§ **LISTED RECORDS**:
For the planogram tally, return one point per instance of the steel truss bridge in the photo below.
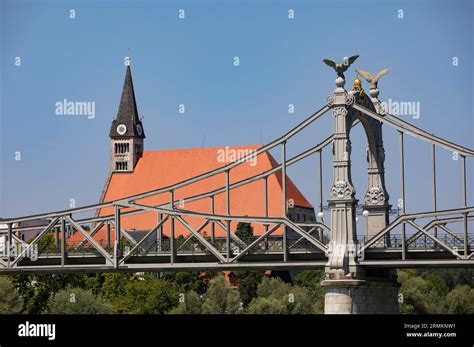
(420, 239)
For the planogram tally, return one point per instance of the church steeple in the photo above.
(126, 133)
(128, 112)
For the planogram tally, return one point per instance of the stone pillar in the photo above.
(349, 288)
(376, 198)
(342, 202)
(360, 297)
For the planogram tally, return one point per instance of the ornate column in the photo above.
(376, 197)
(342, 202)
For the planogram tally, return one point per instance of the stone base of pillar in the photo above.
(353, 296)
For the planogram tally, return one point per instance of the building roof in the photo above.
(127, 113)
(158, 169)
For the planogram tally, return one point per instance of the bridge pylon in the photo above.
(349, 288)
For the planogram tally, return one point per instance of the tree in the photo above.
(10, 299)
(190, 281)
(36, 290)
(267, 306)
(277, 297)
(221, 298)
(248, 282)
(191, 304)
(146, 296)
(77, 301)
(311, 280)
(460, 300)
(421, 295)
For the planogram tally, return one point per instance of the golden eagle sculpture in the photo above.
(341, 68)
(371, 79)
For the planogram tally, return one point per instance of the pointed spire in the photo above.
(127, 114)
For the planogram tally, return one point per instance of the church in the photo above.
(134, 170)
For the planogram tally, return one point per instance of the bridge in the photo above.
(350, 259)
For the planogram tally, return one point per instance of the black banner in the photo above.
(379, 330)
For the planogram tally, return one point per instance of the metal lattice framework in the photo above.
(335, 247)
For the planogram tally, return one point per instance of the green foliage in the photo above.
(10, 299)
(221, 298)
(77, 301)
(460, 300)
(190, 281)
(248, 282)
(421, 295)
(311, 280)
(147, 296)
(277, 297)
(192, 304)
(269, 305)
(450, 277)
(36, 290)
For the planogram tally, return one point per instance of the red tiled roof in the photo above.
(157, 169)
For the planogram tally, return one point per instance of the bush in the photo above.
(10, 299)
(77, 301)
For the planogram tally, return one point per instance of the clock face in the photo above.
(122, 129)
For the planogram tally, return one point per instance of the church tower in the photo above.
(126, 132)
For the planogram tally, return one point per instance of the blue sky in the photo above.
(190, 62)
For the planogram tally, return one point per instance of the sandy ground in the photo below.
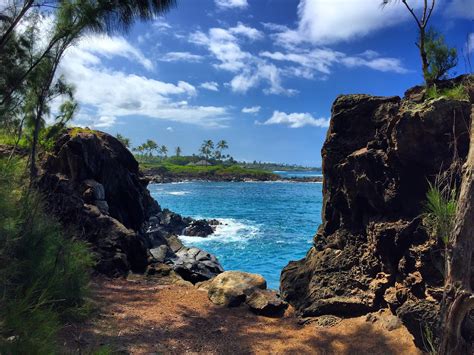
(141, 317)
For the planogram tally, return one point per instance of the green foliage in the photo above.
(124, 140)
(457, 92)
(43, 275)
(439, 213)
(192, 171)
(441, 57)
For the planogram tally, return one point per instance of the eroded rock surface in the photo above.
(93, 185)
(231, 288)
(371, 249)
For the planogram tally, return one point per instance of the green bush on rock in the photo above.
(43, 275)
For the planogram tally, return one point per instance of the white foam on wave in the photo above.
(229, 231)
(178, 193)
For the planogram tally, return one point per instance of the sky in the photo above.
(261, 74)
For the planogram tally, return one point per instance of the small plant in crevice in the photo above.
(439, 212)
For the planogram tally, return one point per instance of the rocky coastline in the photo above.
(371, 251)
(158, 178)
(93, 185)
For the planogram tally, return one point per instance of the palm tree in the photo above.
(124, 140)
(221, 145)
(164, 151)
(72, 20)
(206, 149)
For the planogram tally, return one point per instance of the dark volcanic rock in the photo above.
(92, 184)
(371, 250)
(198, 228)
(266, 303)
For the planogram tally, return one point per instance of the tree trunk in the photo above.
(424, 58)
(458, 298)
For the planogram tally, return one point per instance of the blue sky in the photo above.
(261, 74)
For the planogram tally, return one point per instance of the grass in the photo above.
(234, 171)
(43, 274)
(457, 92)
(439, 213)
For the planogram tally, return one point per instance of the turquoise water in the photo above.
(266, 224)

§ **GOAL OF THE EXERCISE**:
Could you repeat all of the material exactly? Pictures should not be copied.

§ **COMPLETE ANSWER**:
For the planogram tally, return one point per instance of the steel truss bridge in the photo below.
(420, 239)
For the planogram tally, return one point per instance of the church steeple in the photo above.
(126, 133)
(128, 112)
For the planogram tally, return one point per instance of the stone pillar in the photo above.
(349, 288)
(376, 198)
(342, 202)
(360, 297)
For the planogram tally, return one point per instance of the ornate column in the photo above.
(376, 197)
(342, 202)
For the planogram tally, return one point per instance of the stone base of pillar in the photo above.
(353, 296)
For the planogram tally, return one point per instance of the building roof in the photo above.
(127, 113)
(158, 169)
For the planogram tally, return one point per instance of the bridge pylon in the photo above.
(349, 288)
For the planogram tally, return one point per instance of the tree in the photo above.
(10, 299)
(190, 281)
(36, 290)
(267, 306)
(277, 297)
(221, 298)
(248, 282)
(191, 304)
(146, 296)
(77, 301)
(311, 280)
(460, 300)
(421, 295)
For the planogram tally, return one point per instance of the golden eagle sculpture in the photo above.
(341, 68)
(371, 79)
For the planogram tally, return one point per instance of the pointed spire in the photo above.
(127, 114)
For the planogram tally, return one point per instance of the church in the photo above.
(134, 170)
For the planogram tally, return one point per instance of the bridge in the photo above.
(350, 259)
For the planogram tally, return one point per instance of the black banner in the photo above.
(379, 330)
For the planogram tally, return one point per instance of the metal lattice framework in the photo above.
(335, 247)
For the planogram tally, return one point per instance of the green foliage in the photo above.
(10, 299)
(221, 298)
(77, 301)
(460, 300)
(190, 281)
(248, 282)
(421, 295)
(311, 280)
(147, 296)
(277, 297)
(192, 304)
(269, 305)
(450, 277)
(36, 290)
For the planogram tally, return one point per instance of the red tiled roof in the photo above.
(157, 169)
For the planogram tally, return one point per instance of the bush in the photo above.
(10, 299)
(77, 301)
For the planogram tally, return one point per instance of the clock face in the photo above.
(122, 129)
For the planogram tally, return one point per instance of the church tower in the photo above.
(126, 132)
For the planogram tally, return one point per instance of the blue sky in the photo above.
(190, 62)
For the planogram tally, return one point per instance of the sandy ground in the photo below.
(141, 317)
For the planogram tally, return one point per instance of the green foliage in the photo above.
(124, 140)
(457, 92)
(43, 275)
(439, 213)
(192, 171)
(441, 57)
For the planogram tally, return one point per instance of the eroded rock surface in the photo above.
(93, 185)
(231, 288)
(371, 249)
For the planogram tally, return one point per instance of the green bush on rock in the photo above.
(43, 275)
For the planogram tally, return one point per instance of the white foam on wave in the photo above.
(229, 231)
(178, 193)
For the planogram tally, return one point per instance of the sky in the photo above.
(261, 74)
For the planogram tally, return one point per instance of the small plant in crevice in the photo above.
(439, 212)
For the planogram tally, return one point per instance of the rocky coastline in the photo above.
(371, 251)
(158, 178)
(93, 185)
For the planogram tally, return one point per instance of the palm tree in the photo above.
(124, 140)
(221, 145)
(164, 151)
(72, 20)
(206, 149)
For the planogram tally, return one point per instance of the dark volcanic rock in the photo above.
(92, 184)
(371, 250)
(198, 228)
(266, 303)
For the planogram tally, return one point per instance of the tree trunk in the photo above.
(424, 58)
(458, 298)
For the planogram tally, return one point per instance of the blue sky in the photo above.
(261, 74)
For the planogram tally, return one point per instance of the grass in the photo above.
(234, 171)
(43, 274)
(457, 92)
(439, 213)
For the planogram tally, return one point per instance of the turquoise water in the photo above.
(266, 224)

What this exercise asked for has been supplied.